Carol and Leonard Thompson got their first glimpse of the Long Beach, California, neighborhood of California Heights while house-hunting 10 years ago. "When we saw it," Carol recalls, "I said, 'We have to live here.' It just felt like home."
California Heights has that effect on people. It's not lavish: Houses in the 50-block area are mostly Spanish and Craftsman bungalows built during Long Beach's 1920s oil boom. But even a casual sidewalk stroll past home after lovingly restored home gives the impression of a neighborhood that wraps itself around its residents as comfortingly as a favorite sweater.
Key to the area's success is the California Heights Neighborhood Association, which grew out of a successful 1990 effort to have California Heights designated as a historic district. Today the CHNA distributes a welcome kit to each new resident, publishes a bimonthly newsletter, runs an October home-and-garden tour, and has undertaken improvement projects ranging from tree planting to commissioning a new neighborhood mural.
+ + +
● Goal 1:
From the passage on California Heights, list each activity the text says the California Heights Neighborhood Association carries out today.
● Goal 2:
Summarize the passage on California Heights in two sentences.

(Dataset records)
+ + +
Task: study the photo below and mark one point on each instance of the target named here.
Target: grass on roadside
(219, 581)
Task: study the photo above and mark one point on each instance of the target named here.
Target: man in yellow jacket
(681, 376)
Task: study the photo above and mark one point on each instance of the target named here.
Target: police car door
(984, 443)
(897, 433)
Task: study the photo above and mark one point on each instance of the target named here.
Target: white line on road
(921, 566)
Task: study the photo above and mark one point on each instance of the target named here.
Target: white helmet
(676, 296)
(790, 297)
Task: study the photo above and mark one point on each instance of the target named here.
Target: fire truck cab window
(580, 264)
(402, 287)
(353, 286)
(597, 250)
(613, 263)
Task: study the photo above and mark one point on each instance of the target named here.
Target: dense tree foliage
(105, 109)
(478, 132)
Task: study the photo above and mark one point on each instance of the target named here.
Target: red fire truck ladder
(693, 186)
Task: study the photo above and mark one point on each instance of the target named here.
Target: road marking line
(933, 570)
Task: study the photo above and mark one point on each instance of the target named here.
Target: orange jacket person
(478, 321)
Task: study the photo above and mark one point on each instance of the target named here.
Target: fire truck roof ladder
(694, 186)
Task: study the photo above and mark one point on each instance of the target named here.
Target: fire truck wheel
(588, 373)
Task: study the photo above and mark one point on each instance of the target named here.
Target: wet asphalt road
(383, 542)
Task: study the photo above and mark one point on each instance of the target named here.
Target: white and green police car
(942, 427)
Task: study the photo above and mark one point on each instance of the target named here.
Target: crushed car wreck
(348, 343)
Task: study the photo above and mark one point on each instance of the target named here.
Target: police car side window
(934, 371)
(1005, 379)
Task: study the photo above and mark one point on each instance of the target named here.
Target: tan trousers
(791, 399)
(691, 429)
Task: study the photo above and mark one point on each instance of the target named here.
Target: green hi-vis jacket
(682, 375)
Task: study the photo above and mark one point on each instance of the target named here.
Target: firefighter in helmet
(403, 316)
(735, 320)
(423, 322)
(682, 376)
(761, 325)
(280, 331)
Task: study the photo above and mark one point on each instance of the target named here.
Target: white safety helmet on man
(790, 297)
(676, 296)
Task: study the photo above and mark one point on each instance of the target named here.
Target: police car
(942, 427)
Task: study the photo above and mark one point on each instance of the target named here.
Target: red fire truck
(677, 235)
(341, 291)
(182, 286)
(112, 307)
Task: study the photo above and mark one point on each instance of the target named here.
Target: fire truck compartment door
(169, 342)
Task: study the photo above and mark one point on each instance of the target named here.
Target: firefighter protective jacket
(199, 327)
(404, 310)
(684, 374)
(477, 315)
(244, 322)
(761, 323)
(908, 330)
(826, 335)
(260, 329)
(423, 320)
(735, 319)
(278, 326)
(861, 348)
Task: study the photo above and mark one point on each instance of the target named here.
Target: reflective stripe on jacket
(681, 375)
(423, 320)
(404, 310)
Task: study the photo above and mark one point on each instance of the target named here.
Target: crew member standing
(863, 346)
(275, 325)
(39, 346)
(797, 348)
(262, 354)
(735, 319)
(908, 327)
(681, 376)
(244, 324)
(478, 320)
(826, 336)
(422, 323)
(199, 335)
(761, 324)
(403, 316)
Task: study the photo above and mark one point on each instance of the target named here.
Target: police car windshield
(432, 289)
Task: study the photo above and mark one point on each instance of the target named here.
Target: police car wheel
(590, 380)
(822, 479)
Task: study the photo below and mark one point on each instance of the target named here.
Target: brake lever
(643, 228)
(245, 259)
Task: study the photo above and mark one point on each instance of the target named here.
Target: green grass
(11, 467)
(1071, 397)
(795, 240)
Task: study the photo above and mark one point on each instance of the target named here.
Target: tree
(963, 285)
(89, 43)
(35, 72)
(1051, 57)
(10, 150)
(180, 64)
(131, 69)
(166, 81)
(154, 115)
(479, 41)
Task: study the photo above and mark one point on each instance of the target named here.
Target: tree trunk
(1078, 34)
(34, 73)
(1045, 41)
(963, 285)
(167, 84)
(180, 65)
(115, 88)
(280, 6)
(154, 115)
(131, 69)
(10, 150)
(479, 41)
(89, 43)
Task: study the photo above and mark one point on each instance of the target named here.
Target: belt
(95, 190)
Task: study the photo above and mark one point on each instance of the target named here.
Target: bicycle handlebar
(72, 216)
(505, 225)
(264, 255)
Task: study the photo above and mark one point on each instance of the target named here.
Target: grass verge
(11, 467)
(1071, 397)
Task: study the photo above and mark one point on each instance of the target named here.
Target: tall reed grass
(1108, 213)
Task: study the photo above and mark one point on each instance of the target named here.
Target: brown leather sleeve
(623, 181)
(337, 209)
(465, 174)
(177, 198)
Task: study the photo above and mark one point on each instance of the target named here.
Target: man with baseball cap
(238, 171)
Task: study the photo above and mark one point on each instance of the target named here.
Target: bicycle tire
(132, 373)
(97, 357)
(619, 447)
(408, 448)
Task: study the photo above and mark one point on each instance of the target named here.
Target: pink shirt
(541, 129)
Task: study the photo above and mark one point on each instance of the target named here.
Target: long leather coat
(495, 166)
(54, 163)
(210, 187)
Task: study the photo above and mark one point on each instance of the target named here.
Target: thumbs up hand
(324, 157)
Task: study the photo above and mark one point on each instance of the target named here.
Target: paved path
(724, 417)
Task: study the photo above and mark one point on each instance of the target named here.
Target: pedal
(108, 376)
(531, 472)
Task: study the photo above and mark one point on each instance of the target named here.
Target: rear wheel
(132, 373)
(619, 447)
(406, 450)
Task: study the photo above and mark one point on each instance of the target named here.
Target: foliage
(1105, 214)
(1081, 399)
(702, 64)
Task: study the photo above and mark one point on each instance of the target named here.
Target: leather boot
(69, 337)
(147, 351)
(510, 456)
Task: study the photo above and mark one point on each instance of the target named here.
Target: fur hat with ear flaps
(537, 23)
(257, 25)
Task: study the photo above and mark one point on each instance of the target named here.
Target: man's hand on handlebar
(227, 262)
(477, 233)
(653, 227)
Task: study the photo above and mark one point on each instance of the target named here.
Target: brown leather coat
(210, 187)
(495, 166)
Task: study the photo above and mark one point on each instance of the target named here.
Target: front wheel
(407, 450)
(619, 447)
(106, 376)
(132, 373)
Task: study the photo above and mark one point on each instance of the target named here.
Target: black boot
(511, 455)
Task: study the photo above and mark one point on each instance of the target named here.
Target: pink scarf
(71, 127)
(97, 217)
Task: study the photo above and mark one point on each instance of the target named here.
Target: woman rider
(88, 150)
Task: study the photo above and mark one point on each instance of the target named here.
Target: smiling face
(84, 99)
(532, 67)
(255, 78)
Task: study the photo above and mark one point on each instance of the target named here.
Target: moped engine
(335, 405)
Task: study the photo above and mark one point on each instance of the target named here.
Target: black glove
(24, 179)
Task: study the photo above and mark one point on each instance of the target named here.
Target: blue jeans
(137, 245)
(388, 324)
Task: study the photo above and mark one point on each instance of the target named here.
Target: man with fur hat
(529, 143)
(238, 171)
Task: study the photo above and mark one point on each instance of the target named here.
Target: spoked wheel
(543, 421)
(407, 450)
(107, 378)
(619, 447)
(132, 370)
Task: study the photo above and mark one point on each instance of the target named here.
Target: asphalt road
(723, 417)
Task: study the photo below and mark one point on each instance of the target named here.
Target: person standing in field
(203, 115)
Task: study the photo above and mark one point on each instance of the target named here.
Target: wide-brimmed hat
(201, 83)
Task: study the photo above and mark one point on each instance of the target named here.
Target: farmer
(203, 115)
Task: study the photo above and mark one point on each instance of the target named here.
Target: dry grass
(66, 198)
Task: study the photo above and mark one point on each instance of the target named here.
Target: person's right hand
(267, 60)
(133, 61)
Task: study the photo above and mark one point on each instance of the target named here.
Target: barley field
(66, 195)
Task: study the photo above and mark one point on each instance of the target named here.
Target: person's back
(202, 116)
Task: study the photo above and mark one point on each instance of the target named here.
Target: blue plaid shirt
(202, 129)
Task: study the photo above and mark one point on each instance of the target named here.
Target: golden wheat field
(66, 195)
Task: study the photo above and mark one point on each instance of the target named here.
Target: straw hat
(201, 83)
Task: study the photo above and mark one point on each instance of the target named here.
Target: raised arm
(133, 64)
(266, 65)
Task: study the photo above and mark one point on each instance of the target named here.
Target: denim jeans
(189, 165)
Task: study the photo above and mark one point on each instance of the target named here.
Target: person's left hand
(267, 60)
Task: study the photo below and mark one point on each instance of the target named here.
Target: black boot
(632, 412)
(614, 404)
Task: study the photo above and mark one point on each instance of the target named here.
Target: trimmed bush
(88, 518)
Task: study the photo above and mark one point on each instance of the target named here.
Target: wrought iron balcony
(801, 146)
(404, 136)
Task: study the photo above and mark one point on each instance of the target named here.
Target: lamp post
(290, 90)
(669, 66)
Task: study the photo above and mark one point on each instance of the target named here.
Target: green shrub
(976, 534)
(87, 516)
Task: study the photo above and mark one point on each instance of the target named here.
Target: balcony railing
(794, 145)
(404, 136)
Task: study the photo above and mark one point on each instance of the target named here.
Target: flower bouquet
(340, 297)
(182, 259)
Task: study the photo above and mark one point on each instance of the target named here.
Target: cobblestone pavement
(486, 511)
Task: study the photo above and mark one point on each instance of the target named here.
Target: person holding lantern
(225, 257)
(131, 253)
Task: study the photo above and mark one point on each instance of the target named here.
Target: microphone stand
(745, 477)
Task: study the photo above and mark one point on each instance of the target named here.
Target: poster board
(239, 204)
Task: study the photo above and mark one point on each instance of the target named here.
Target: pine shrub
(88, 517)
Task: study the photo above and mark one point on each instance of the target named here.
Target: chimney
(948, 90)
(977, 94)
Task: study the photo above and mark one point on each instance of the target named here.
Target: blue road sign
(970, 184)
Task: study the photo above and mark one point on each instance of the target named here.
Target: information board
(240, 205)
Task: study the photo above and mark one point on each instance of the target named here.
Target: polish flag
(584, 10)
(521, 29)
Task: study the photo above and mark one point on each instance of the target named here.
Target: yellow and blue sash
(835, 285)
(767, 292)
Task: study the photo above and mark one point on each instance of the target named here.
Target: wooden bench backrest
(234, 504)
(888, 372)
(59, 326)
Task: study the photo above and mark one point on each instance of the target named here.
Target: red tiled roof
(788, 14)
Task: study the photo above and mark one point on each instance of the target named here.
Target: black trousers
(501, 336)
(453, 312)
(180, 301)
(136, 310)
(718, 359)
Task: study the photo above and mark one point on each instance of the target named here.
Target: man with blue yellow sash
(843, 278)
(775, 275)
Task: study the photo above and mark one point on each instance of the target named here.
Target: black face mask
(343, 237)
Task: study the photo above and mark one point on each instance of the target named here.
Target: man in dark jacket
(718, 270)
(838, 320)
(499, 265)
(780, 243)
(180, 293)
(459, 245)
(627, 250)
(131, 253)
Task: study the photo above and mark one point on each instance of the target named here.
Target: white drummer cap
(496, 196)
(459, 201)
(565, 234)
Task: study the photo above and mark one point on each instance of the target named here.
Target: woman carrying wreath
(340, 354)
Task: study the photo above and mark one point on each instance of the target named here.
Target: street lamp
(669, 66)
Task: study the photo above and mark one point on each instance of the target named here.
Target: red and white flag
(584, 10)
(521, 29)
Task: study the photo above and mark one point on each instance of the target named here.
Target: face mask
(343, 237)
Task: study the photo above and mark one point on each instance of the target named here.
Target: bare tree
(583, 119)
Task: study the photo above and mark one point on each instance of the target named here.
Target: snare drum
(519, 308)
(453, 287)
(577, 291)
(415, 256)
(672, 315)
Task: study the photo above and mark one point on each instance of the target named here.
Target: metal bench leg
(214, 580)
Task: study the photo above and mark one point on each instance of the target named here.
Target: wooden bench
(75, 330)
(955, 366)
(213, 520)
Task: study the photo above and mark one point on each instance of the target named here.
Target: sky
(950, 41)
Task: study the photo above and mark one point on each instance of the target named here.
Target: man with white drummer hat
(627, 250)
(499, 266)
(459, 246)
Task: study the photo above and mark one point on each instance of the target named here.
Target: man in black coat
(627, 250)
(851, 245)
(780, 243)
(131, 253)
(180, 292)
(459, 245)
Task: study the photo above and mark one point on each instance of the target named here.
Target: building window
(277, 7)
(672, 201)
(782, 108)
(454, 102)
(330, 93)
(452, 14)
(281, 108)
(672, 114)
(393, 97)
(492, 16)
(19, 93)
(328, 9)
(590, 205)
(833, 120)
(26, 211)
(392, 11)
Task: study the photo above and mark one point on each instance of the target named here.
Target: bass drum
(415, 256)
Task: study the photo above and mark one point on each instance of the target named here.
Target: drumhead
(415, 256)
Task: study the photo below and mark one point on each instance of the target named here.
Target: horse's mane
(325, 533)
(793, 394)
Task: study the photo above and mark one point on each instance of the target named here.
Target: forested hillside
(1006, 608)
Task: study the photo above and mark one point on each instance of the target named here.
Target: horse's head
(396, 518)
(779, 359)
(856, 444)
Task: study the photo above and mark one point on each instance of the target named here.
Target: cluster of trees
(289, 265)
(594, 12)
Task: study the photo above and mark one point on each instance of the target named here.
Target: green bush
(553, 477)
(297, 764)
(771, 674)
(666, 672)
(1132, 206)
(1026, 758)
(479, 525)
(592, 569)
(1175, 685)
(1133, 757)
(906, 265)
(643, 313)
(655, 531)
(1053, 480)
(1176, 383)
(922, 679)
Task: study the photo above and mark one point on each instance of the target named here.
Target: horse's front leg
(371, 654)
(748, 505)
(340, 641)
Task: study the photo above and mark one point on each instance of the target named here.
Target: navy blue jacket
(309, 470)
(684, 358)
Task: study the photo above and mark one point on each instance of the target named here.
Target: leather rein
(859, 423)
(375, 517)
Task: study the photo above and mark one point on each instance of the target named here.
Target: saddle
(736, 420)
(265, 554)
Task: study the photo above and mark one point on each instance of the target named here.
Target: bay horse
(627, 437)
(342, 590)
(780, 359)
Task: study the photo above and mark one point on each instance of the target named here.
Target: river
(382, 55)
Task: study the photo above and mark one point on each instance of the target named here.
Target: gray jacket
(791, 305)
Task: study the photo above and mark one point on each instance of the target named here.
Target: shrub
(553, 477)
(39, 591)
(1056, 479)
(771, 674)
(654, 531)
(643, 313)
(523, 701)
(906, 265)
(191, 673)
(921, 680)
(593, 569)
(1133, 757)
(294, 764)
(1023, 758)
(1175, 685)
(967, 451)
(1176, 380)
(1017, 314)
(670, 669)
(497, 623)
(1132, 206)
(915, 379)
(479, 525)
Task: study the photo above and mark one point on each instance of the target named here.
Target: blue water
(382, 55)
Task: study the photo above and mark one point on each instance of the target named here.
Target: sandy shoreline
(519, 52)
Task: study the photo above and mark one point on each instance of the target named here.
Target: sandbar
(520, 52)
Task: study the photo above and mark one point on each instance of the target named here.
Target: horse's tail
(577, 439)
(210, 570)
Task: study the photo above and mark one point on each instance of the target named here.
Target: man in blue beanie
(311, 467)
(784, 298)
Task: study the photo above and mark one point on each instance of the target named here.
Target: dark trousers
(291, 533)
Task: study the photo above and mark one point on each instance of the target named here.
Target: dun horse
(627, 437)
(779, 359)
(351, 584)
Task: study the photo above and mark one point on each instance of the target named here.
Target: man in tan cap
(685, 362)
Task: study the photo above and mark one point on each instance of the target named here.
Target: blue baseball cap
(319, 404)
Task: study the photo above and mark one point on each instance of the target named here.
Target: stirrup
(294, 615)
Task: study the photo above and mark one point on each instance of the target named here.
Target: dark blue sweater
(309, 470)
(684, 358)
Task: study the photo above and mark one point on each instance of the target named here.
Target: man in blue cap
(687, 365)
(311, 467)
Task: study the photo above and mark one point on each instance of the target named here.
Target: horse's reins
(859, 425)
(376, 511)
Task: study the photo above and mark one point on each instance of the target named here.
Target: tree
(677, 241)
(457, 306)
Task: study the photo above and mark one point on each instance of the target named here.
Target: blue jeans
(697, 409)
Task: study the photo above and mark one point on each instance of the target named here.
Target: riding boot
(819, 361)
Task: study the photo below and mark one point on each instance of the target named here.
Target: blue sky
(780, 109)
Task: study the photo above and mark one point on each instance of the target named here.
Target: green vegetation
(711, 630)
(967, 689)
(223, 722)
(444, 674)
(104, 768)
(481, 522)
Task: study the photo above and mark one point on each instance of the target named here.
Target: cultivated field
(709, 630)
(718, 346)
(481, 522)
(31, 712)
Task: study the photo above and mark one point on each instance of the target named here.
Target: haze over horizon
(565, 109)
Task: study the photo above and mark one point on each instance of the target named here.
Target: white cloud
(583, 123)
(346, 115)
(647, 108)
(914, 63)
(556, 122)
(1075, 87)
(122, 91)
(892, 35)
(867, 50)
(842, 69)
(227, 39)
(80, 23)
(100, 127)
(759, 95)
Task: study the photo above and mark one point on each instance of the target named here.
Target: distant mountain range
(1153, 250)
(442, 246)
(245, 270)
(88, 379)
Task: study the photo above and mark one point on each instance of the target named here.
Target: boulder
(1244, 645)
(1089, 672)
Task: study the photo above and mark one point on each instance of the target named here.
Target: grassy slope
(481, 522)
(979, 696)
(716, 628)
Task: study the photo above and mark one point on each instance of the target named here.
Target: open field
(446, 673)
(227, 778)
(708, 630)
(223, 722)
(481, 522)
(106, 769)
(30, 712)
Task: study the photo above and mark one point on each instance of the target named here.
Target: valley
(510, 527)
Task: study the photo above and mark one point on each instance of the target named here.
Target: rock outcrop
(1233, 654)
+ + +
● Correct result 1:
- Distributes a welcome kit to each new resident
- Publishes a bimonthly newsletter
- Runs an October home-and-garden tour
- Undertakes improvement projects, from tree planting to commissioning a new neighborhood mural

● Correct result 2:
California Heights is a 50-block Long Beach neighborhood of mostly Spanish and Craftsman bungalows from the 1920s oil boom, and its lovingly restored homes make residents like Carol and Leonard Thompson feel at home. Its success rests largely on the California Heights Neighborhood Association, which grew out of the 1990 effort to make the area a historic district and now hands out welcome kits, publishes a newsletter, runs a home-and-garden tour, and carries out improvement projects.